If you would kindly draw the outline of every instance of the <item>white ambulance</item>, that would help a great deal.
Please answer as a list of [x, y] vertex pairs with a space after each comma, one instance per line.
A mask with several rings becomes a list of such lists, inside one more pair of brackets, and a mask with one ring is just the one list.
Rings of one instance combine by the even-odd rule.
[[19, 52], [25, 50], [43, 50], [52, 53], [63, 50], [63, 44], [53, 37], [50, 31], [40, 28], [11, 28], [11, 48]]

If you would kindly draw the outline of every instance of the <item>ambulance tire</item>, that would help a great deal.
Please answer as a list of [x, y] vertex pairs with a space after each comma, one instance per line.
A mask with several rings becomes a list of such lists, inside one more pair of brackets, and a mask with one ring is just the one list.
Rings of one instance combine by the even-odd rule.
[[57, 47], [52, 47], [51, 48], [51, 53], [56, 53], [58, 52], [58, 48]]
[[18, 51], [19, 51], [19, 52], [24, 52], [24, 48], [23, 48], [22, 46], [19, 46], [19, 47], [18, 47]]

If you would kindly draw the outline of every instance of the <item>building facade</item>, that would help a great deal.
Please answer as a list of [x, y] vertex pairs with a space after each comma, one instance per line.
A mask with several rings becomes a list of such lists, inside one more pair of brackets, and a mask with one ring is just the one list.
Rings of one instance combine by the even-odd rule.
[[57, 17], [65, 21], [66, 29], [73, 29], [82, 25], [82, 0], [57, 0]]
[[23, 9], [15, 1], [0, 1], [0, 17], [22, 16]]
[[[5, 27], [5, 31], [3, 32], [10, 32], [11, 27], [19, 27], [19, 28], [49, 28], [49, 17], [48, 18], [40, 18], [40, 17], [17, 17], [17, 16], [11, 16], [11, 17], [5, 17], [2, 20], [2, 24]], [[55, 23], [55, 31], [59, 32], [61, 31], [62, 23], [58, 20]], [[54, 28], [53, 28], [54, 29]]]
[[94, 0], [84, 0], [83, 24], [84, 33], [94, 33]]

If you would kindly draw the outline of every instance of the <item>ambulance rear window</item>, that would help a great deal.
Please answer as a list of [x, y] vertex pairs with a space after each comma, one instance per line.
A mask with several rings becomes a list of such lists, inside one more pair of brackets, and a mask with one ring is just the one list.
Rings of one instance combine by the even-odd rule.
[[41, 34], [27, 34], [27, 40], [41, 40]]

___

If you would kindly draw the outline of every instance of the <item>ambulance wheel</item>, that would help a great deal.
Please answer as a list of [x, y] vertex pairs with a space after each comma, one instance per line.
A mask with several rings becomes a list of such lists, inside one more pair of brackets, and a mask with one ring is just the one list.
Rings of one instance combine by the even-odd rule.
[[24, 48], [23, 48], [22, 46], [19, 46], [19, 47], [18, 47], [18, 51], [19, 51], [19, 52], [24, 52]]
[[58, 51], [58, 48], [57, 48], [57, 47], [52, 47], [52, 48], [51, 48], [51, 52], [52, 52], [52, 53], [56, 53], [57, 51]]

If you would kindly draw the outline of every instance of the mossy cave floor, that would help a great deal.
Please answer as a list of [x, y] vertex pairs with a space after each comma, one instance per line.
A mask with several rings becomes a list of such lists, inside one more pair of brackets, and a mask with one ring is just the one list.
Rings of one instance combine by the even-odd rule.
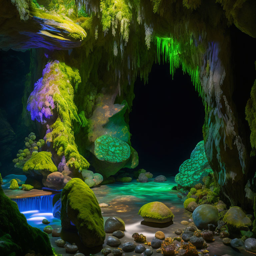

___

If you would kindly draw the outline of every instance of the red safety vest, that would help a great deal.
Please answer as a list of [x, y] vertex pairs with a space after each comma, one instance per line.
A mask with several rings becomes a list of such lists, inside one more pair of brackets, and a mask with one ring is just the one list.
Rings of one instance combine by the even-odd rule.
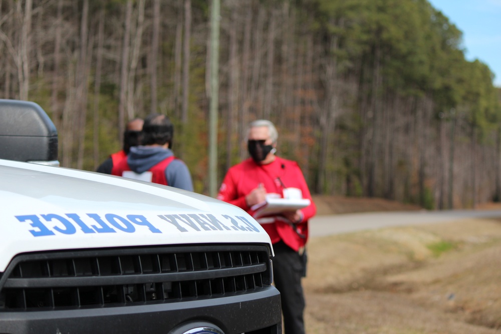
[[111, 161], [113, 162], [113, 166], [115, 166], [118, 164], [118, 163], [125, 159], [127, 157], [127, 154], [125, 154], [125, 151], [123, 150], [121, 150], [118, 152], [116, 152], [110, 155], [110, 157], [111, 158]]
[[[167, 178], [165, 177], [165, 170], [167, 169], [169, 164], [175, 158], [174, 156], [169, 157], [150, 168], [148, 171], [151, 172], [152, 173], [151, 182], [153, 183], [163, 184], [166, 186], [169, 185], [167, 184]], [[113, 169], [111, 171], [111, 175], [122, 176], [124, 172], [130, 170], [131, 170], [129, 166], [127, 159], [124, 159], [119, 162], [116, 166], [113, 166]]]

___

Repeat the lines from the one containing "ambulance</item>, that would help a great deal." to the one containing "47], [18, 47]]", both included, word for word.

(SOLUTION TO THIS EXERCISE):
If you would kindly draw the outline of every instance of the <item>white ambulance</item>, that would help a great deal.
Please answer as a list of [x, y] vertex pairs with a space after each comma, one instance per line.
A mask with several rings becomes a list of such lists, inside one more pair of brackets, and a mask with one ring is just the one list.
Rings of one instance combine by the even-odd rule.
[[19, 52], [25, 50], [43, 50], [52, 53], [63, 50], [63, 44], [53, 37], [50, 31], [40, 28], [11, 28], [11, 48]]

If you would kindly draw the outline of every instance of the <item>ambulance tire</item>, that would help a great deal.
Please answer as a list of [x, y] vertex pairs with a space after each comma, one instance per line.
A mask with several rings becomes a list of such lists, inside one more pair of brackets, and a mask with one ring is just the one list.
Rings of one instance combine by the even-odd rule.
[[57, 47], [52, 47], [51, 48], [51, 53], [56, 53], [58, 52], [58, 48]]
[[18, 51], [19, 51], [19, 52], [24, 52], [24, 48], [23, 48], [22, 46], [19, 46], [19, 47], [18, 47]]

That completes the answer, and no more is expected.